Work required |
From the forum thread on part-time appraisal work, list every suggestion Dutchie gives for how Cassie or her husband could earn extra income.

Document |
# Dutchie, MN Gardener...appraising question



## Cassie (Dec 7, 2002)

My husband was a self-employed appraiser for years, but it just wasn't for us. He loves appraising, but as you probably know, it's really tough for the honest ones when there's so many out there who will "make it work" for their client. Anyway, he has been an employed appraiser for the last 4 years. The bank he's currently working for said he could do appraisals on the side to supplement his income. Right now he's a reviewer. The catch is that he can't do any appraisals that are for lending purposes. That leaves litigations, divorce, tax appeals...? I called a few attorneys and they said they don't use appraisers, if their client needs an appraisal they contact them on their own. 
My question(s):
Am I missing something? Is there something else he can do to put his appraisal license to use? Sure he can do tax appeals and divorces but are there really that many and how does he find them? Because it would be part-time we couldn't justify spending a lot on advertising. I'd appreciate any thoughts, we really need to supplement our income.


----------



## Dutchie (Mar 14, 2003)

Cassie, that is a good question. I agree that it is tough for honest appraisers to make a living, but it is getting a bit better. You are lucky that your husband was able to find a position as a staff reviewer.

As you know, it can take up to 5 years for an appraisal practice to flourish. Your situation makes it harder.

I don't know where you are located and what the real estate market situation is. One of the things you could do is provide measurements for realtors (there have been some lawsuits recently due to "misrepresentation" of the sq ftg of listings) and do "pre-listing" appraisals for sellers and buyers.

One of the things your husband could do is provide your local media with OpEd pieces pertaining to the local real estate market; red flags that buyers should be aware of, etc etc.

Extracted entries |
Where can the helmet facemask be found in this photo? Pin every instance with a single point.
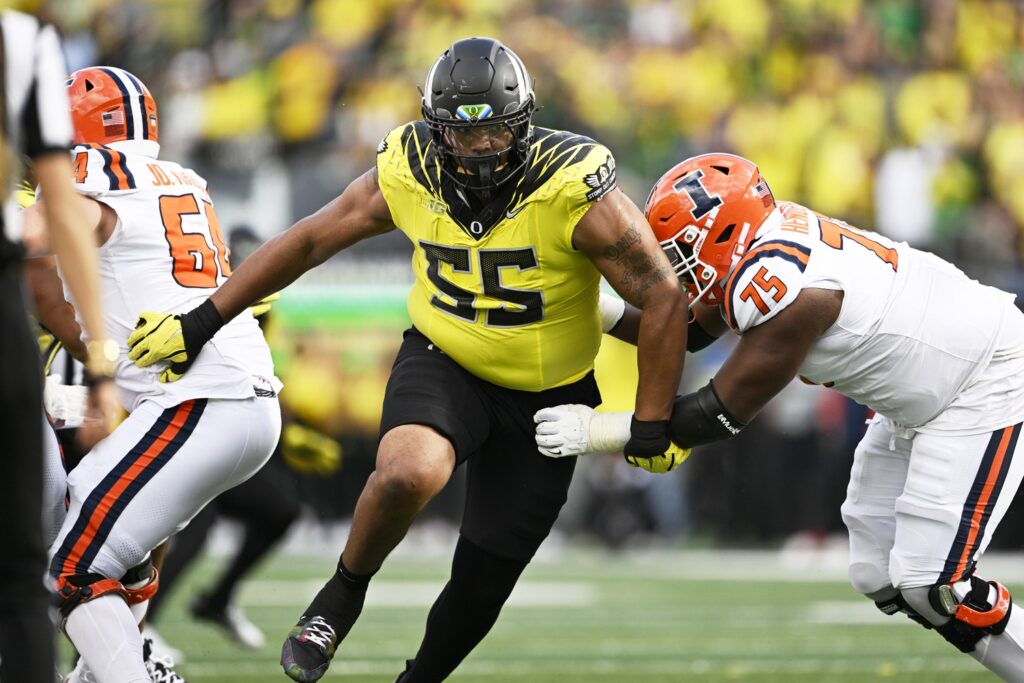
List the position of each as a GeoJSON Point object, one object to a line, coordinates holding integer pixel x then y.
{"type": "Point", "coordinates": [478, 101]}
{"type": "Point", "coordinates": [698, 278]}
{"type": "Point", "coordinates": [481, 154]}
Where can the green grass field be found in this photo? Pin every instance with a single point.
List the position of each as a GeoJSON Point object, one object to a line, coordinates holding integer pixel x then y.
{"type": "Point", "coordinates": [587, 617]}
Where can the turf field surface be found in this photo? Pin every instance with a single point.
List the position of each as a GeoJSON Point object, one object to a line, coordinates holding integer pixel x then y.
{"type": "Point", "coordinates": [584, 616]}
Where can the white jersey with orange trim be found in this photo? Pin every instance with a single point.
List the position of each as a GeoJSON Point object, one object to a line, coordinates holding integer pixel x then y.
{"type": "Point", "coordinates": [916, 340]}
{"type": "Point", "coordinates": [167, 253]}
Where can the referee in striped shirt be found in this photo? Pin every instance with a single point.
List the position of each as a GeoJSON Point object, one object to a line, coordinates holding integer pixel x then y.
{"type": "Point", "coordinates": [34, 126]}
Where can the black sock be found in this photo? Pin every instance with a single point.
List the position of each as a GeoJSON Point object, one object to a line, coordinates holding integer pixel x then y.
{"type": "Point", "coordinates": [464, 612]}
{"type": "Point", "coordinates": [340, 601]}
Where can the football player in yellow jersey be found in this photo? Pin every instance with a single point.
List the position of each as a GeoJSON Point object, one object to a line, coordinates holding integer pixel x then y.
{"type": "Point", "coordinates": [513, 226]}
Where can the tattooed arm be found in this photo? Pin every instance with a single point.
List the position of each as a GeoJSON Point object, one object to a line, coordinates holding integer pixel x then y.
{"type": "Point", "coordinates": [357, 213]}
{"type": "Point", "coordinates": [615, 237]}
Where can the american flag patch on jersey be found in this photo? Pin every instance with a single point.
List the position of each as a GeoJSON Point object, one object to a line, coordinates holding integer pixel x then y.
{"type": "Point", "coordinates": [113, 118]}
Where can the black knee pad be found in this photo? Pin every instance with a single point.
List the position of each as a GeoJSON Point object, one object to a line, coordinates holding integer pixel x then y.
{"type": "Point", "coordinates": [76, 589]}
{"type": "Point", "coordinates": [973, 616]}
{"type": "Point", "coordinates": [485, 577]}
{"type": "Point", "coordinates": [898, 604]}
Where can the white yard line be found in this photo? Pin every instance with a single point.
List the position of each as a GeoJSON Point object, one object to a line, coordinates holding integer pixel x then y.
{"type": "Point", "coordinates": [735, 667]}
{"type": "Point", "coordinates": [386, 593]}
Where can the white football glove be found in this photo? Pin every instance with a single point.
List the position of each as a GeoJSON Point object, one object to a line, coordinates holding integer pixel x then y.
{"type": "Point", "coordinates": [577, 430]}
{"type": "Point", "coordinates": [66, 404]}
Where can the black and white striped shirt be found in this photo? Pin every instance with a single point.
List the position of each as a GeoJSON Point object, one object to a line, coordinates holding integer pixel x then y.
{"type": "Point", "coordinates": [35, 120]}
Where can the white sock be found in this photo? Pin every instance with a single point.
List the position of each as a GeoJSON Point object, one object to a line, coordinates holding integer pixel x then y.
{"type": "Point", "coordinates": [105, 633]}
{"type": "Point", "coordinates": [1004, 654]}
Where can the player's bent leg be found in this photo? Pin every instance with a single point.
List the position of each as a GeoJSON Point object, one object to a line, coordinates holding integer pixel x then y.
{"type": "Point", "coordinates": [98, 621]}
{"type": "Point", "coordinates": [414, 463]}
{"type": "Point", "coordinates": [141, 483]}
{"type": "Point", "coordinates": [958, 489]}
{"type": "Point", "coordinates": [464, 612]}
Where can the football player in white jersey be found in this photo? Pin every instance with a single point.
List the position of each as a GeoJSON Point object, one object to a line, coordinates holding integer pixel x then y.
{"type": "Point", "coordinates": [160, 247]}
{"type": "Point", "coordinates": [938, 356]}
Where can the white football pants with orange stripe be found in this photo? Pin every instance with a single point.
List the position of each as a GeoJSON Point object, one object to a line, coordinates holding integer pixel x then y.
{"type": "Point", "coordinates": [138, 486]}
{"type": "Point", "coordinates": [922, 509]}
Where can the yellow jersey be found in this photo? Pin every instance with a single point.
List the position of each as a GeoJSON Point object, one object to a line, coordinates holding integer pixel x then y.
{"type": "Point", "coordinates": [502, 290]}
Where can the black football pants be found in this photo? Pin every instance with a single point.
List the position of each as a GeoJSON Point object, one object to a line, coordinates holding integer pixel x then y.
{"type": "Point", "coordinates": [26, 631]}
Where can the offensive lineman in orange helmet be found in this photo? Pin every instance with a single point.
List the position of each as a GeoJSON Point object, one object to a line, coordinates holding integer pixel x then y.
{"type": "Point", "coordinates": [938, 356]}
{"type": "Point", "coordinates": [159, 245]}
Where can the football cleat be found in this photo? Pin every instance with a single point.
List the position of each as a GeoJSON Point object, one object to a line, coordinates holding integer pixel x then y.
{"type": "Point", "coordinates": [232, 621]}
{"type": "Point", "coordinates": [308, 649]}
{"type": "Point", "coordinates": [161, 669]}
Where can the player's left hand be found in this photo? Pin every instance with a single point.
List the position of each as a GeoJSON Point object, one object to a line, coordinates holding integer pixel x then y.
{"type": "Point", "coordinates": [159, 337]}
{"type": "Point", "coordinates": [563, 430]}
{"type": "Point", "coordinates": [673, 457]}
{"type": "Point", "coordinates": [650, 449]}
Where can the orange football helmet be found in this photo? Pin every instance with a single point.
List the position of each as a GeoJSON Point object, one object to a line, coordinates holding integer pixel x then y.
{"type": "Point", "coordinates": [706, 212]}
{"type": "Point", "coordinates": [110, 104]}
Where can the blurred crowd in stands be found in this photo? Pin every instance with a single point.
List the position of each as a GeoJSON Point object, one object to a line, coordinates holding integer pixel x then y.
{"type": "Point", "coordinates": [902, 116]}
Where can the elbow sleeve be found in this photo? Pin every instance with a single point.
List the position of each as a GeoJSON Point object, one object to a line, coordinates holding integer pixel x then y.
{"type": "Point", "coordinates": [700, 418]}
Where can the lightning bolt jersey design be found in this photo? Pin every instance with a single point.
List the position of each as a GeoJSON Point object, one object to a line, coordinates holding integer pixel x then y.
{"type": "Point", "coordinates": [501, 289]}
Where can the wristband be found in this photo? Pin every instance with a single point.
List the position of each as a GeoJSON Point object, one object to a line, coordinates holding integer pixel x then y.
{"type": "Point", "coordinates": [199, 326]}
{"type": "Point", "coordinates": [609, 431]}
{"type": "Point", "coordinates": [647, 439]}
{"type": "Point", "coordinates": [611, 309]}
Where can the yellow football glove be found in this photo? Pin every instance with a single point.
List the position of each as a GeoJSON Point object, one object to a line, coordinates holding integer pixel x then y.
{"type": "Point", "coordinates": [158, 337]}
{"type": "Point", "coordinates": [262, 307]}
{"type": "Point", "coordinates": [175, 339]}
{"type": "Point", "coordinates": [25, 195]}
{"type": "Point", "coordinates": [667, 462]}
{"type": "Point", "coordinates": [309, 452]}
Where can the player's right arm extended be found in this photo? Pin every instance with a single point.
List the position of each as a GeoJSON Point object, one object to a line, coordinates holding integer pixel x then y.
{"type": "Point", "coordinates": [358, 212]}
{"type": "Point", "coordinates": [72, 238]}
{"type": "Point", "coordinates": [623, 322]}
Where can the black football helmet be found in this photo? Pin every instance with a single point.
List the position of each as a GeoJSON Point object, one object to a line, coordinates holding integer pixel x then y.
{"type": "Point", "coordinates": [478, 100]}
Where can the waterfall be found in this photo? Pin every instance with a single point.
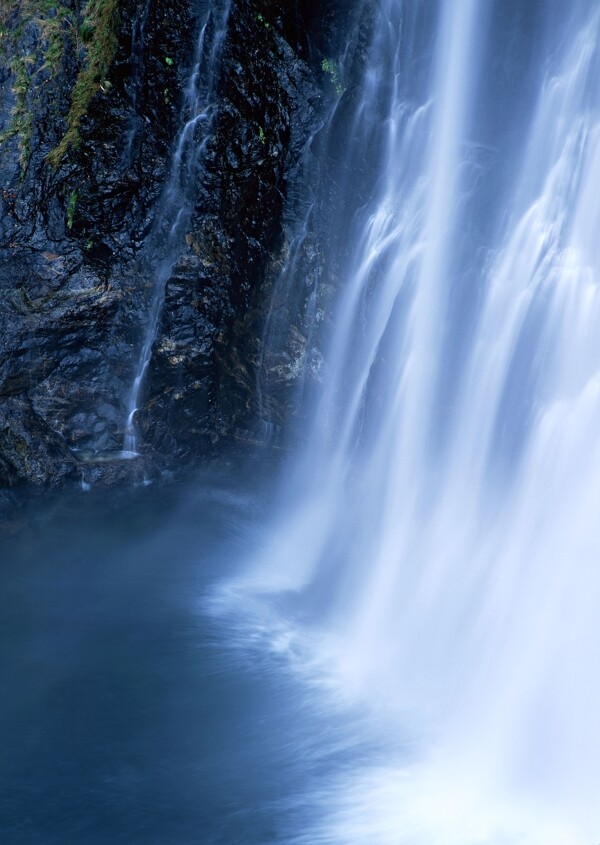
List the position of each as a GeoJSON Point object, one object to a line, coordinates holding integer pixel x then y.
{"type": "Point", "coordinates": [175, 207]}
{"type": "Point", "coordinates": [439, 533]}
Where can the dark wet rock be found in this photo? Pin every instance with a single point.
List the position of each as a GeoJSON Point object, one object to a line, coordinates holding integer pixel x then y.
{"type": "Point", "coordinates": [74, 290]}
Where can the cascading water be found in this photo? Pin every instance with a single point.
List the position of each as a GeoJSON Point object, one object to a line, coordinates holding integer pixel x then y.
{"type": "Point", "coordinates": [175, 206]}
{"type": "Point", "coordinates": [441, 526]}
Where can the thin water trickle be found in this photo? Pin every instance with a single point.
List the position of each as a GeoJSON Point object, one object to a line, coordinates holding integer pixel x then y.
{"type": "Point", "coordinates": [175, 206]}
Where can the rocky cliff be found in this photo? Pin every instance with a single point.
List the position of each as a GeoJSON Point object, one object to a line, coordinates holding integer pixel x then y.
{"type": "Point", "coordinates": [90, 98]}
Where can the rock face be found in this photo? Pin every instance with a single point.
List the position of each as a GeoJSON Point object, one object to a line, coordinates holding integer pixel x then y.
{"type": "Point", "coordinates": [74, 219]}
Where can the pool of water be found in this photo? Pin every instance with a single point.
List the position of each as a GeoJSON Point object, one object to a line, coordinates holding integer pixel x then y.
{"type": "Point", "coordinates": [131, 712]}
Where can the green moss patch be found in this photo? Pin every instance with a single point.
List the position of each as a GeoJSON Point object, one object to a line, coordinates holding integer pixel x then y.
{"type": "Point", "coordinates": [98, 33]}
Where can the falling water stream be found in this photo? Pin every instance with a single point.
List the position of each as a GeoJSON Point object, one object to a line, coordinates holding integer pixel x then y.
{"type": "Point", "coordinates": [396, 644]}
{"type": "Point", "coordinates": [439, 534]}
{"type": "Point", "coordinates": [174, 209]}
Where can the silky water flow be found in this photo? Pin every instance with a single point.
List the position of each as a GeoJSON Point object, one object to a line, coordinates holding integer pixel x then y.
{"type": "Point", "coordinates": [175, 207]}
{"type": "Point", "coordinates": [435, 559]}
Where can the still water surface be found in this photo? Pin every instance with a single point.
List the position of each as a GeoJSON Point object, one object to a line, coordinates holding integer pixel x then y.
{"type": "Point", "coordinates": [130, 712]}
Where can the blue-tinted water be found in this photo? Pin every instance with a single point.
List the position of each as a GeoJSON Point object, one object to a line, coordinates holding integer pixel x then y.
{"type": "Point", "coordinates": [130, 714]}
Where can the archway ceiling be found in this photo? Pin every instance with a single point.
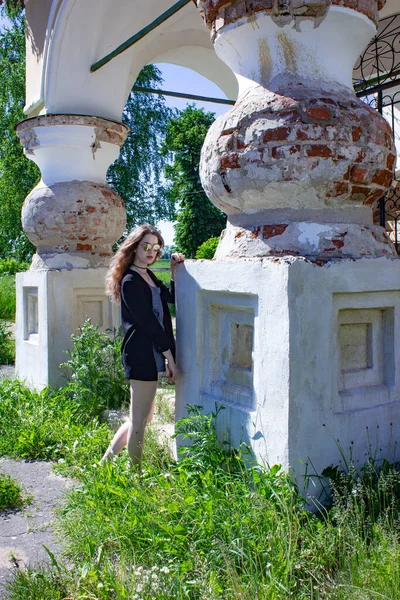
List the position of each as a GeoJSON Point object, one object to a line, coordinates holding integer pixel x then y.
{"type": "Point", "coordinates": [80, 33]}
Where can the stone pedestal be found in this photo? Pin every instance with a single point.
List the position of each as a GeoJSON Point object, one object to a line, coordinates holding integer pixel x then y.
{"type": "Point", "coordinates": [73, 218]}
{"type": "Point", "coordinates": [51, 305]}
{"type": "Point", "coordinates": [292, 327]}
{"type": "Point", "coordinates": [298, 354]}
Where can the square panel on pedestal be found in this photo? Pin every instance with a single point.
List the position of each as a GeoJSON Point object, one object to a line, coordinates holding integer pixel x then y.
{"type": "Point", "coordinates": [366, 353]}
{"type": "Point", "coordinates": [92, 304]}
{"type": "Point", "coordinates": [30, 314]}
{"type": "Point", "coordinates": [227, 341]}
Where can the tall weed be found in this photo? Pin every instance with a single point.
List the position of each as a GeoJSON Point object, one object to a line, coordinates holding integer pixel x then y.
{"type": "Point", "coordinates": [94, 369]}
{"type": "Point", "coordinates": [7, 345]}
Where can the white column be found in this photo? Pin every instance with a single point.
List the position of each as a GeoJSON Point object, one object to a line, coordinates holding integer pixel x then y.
{"type": "Point", "coordinates": [291, 328]}
{"type": "Point", "coordinates": [73, 218]}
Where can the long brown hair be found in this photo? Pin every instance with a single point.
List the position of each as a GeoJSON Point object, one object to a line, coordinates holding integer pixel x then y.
{"type": "Point", "coordinates": [124, 257]}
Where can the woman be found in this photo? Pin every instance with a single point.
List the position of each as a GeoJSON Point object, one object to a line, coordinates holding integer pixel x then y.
{"type": "Point", "coordinates": [147, 327]}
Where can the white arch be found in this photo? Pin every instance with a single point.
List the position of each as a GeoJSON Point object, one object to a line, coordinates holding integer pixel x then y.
{"type": "Point", "coordinates": [80, 33]}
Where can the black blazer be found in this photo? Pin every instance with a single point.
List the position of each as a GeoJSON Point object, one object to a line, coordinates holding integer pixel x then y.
{"type": "Point", "coordinates": [141, 328]}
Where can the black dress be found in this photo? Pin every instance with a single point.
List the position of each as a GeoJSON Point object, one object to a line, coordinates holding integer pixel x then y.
{"type": "Point", "coordinates": [141, 328]}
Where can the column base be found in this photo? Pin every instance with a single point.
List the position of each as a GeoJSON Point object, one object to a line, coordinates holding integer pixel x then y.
{"type": "Point", "coordinates": [298, 354]}
{"type": "Point", "coordinates": [317, 241]}
{"type": "Point", "coordinates": [51, 305]}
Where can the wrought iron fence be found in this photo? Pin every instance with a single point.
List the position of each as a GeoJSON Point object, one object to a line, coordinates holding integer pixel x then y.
{"type": "Point", "coordinates": [377, 82]}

Worked solution |
- Provide measurements for realtors.
- Do pre-listing appraisals for sellers and buyers.
- Write OpEd pieces for the local media about the local real estate market, such as red flags that buyers should be aware of.